_ENTRIES SHOWN_.
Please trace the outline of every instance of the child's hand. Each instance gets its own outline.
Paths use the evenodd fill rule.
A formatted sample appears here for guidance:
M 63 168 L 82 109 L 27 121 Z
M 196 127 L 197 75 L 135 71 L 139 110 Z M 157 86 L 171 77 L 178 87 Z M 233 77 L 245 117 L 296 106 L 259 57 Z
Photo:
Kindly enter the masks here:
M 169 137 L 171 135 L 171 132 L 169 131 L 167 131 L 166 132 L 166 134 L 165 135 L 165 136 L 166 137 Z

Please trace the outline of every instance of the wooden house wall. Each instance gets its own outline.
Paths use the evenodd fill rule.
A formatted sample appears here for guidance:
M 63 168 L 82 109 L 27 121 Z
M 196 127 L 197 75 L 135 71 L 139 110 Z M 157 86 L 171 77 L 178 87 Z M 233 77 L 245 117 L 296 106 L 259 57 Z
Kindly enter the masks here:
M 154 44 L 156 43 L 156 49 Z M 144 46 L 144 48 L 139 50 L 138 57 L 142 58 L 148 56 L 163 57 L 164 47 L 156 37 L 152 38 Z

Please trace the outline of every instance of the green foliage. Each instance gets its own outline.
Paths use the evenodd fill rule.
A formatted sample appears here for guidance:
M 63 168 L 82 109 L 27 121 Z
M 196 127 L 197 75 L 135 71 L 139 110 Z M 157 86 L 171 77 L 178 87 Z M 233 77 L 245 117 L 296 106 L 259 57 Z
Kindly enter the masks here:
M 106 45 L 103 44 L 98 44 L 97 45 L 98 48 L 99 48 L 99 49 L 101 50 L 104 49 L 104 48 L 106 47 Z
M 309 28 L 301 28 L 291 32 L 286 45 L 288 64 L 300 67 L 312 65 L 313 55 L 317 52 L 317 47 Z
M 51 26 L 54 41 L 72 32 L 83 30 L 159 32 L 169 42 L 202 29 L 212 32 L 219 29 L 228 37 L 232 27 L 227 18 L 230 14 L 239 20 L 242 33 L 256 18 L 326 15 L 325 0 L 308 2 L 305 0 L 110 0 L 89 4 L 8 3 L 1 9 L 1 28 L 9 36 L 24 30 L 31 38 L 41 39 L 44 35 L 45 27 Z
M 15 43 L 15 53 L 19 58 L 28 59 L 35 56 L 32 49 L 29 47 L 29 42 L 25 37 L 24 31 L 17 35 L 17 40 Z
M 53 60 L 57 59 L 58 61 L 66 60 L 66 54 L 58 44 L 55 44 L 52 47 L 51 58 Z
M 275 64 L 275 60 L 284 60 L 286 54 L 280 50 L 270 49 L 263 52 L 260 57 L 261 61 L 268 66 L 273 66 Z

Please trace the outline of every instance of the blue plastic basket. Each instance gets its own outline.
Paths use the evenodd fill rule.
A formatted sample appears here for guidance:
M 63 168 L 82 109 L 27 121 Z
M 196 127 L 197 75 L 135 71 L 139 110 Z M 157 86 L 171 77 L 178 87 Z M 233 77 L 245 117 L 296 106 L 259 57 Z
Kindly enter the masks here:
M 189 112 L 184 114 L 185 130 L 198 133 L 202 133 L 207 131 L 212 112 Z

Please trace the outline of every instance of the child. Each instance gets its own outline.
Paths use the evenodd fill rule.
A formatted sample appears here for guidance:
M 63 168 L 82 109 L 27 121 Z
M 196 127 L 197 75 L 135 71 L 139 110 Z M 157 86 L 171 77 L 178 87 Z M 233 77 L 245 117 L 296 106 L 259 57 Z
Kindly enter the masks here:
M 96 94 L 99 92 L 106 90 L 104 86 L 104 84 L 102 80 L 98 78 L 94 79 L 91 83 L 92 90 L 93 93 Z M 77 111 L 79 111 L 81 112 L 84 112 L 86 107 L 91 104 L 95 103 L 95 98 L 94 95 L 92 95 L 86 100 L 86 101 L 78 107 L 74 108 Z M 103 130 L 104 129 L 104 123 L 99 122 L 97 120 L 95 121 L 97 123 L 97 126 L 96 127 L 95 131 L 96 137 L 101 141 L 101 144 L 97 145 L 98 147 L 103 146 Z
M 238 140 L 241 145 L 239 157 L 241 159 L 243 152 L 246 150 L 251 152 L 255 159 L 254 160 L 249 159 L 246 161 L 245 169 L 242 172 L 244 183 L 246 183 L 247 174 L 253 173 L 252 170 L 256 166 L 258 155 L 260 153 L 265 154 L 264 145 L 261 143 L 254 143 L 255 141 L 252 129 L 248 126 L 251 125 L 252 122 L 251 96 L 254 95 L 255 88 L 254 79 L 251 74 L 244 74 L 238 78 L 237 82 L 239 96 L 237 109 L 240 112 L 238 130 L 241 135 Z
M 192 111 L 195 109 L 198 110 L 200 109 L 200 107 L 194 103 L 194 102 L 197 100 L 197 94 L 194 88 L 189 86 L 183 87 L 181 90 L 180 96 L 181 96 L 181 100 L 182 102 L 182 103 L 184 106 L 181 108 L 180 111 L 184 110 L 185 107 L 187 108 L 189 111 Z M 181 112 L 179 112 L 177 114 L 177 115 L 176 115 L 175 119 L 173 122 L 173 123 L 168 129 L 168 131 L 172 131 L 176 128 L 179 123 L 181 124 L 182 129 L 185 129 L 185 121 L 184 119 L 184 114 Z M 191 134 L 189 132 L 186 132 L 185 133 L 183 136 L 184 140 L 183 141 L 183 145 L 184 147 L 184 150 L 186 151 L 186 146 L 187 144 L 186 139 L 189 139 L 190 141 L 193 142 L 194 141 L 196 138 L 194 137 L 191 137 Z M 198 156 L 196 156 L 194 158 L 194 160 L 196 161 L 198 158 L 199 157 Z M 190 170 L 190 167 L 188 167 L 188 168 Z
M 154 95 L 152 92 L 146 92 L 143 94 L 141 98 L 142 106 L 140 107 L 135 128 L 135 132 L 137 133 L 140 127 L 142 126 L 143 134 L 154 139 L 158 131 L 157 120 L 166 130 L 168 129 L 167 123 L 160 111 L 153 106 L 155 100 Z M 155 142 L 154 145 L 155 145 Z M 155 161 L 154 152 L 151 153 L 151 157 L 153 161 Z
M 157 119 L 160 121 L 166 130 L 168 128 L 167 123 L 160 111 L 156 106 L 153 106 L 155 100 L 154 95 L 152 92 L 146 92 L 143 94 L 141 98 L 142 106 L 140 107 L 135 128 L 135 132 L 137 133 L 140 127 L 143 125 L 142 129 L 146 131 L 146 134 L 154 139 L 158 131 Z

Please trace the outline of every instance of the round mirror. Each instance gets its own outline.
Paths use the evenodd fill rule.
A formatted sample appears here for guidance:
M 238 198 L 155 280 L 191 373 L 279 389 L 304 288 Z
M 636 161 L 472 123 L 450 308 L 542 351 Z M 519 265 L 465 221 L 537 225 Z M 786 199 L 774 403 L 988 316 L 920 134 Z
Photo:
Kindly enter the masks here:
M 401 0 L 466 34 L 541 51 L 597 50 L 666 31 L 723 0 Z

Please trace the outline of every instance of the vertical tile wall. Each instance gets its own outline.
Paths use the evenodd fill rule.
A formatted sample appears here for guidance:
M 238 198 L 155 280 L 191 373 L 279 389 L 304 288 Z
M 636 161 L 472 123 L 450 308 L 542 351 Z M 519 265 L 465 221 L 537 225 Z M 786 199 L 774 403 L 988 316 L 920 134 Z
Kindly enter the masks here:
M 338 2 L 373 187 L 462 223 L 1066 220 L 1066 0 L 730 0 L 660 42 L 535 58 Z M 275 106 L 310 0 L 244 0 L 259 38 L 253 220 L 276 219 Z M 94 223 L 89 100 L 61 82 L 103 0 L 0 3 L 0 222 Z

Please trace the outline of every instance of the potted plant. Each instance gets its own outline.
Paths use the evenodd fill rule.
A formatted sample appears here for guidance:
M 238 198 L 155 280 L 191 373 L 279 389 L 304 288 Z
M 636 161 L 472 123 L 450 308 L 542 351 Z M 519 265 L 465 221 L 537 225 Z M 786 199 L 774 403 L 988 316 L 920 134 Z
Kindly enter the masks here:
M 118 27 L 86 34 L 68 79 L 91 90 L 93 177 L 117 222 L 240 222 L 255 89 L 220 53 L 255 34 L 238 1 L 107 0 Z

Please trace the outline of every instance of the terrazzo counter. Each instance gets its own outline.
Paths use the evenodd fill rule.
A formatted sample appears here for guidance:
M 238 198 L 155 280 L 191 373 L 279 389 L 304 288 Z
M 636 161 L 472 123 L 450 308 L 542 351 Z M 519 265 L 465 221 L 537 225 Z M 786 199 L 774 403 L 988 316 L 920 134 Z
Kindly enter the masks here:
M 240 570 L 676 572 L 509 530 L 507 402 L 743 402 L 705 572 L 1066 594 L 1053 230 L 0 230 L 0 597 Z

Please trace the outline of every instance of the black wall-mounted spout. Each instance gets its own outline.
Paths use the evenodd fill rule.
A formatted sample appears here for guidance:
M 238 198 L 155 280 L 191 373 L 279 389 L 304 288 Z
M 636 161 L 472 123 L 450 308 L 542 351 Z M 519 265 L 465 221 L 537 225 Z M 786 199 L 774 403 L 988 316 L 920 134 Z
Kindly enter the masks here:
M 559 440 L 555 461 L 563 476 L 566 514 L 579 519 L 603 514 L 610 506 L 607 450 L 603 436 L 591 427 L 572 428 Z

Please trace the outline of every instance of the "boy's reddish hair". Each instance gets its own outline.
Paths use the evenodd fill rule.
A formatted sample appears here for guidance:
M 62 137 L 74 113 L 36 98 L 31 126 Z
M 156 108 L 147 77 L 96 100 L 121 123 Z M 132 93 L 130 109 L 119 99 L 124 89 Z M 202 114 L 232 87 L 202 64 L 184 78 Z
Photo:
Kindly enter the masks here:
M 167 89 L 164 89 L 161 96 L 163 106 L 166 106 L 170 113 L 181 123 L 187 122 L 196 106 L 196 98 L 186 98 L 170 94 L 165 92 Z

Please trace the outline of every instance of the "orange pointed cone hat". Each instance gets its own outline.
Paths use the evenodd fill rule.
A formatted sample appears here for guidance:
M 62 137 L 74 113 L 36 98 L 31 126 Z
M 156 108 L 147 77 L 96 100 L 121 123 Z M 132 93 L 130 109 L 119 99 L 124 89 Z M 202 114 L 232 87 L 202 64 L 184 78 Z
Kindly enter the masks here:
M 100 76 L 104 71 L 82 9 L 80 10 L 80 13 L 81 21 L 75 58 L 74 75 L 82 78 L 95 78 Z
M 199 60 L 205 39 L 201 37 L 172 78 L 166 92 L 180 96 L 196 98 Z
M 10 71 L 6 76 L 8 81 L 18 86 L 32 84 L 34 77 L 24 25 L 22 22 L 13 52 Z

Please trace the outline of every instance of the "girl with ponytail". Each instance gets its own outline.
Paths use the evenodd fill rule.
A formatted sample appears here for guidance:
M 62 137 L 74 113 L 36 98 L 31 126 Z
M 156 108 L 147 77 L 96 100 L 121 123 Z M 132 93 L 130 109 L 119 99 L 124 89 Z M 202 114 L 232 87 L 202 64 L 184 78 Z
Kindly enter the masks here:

_WRITTEN TASK_. Rewrite the stretch of records above from their start through the line containing "M 154 44 L 156", requests included, shifting every coordinate in the answer outlines by -64. Leave all other text unchanged.

_RESPONSE FOR THIS EXERCISE_.
Please trace the outline of every instance of the child's hand. Each instance gets its own outline.
Paths use the evenodd fill rule.
A formatted sample appears here for guidance:
M 63 168 L 82 109 L 27 121 Z
M 196 127 L 197 75 L 135 71 L 139 110 Z M 157 86 L 171 77 L 178 87 Z M 233 77 L 245 117 L 296 106 L 259 57 Z
Photo:
Kindly enter the masks here:
M 105 73 L 107 71 L 107 68 L 105 67 L 103 67 L 102 68 L 102 70 L 101 71 L 101 72 L 102 73 Z

Please trace the outline of every instance of the wooden house wall. Each instance gets its own outline.
Paths use the evenodd fill rule.
A formatted sample appears here for guidance:
M 63 168 L 82 109 L 27 121 Z
M 196 127 L 197 75 L 135 71 L 139 110 Z M 157 86 L 171 77 L 178 87 Z M 233 77 L 245 117 L 296 106 L 259 57 Z
Kindly enter the masks here:
M 90 -20 L 92 -21 L 92 -15 Z M 80 -18 L 80 -16 L 75 -14 L 74 -7 L 78 -6 L 84 -8 L 99 -7 L 100 -17 L 92 -27 L 88 -26 Z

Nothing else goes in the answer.